## THE REQUEST
Can you turn every line of the entries below into a numbered list, leaving out any blank lines?

══════════════════════════════

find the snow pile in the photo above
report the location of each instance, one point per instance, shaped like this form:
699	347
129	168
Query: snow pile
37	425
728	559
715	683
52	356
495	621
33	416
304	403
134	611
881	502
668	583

══════════════════════════════

## RESULT OF THE TASK
1. find the snow pile in the photo above
2. report the location of each instance, one point per instance, shaped like this form:
3. 699	347
4. 129	168
5. Query: snow pile
6. 37	425
7. 728	559
8. 715	683
9. 52	356
10. 495	621
11. 33	416
12. 304	403
13. 134	611
14. 881	502
15. 668	583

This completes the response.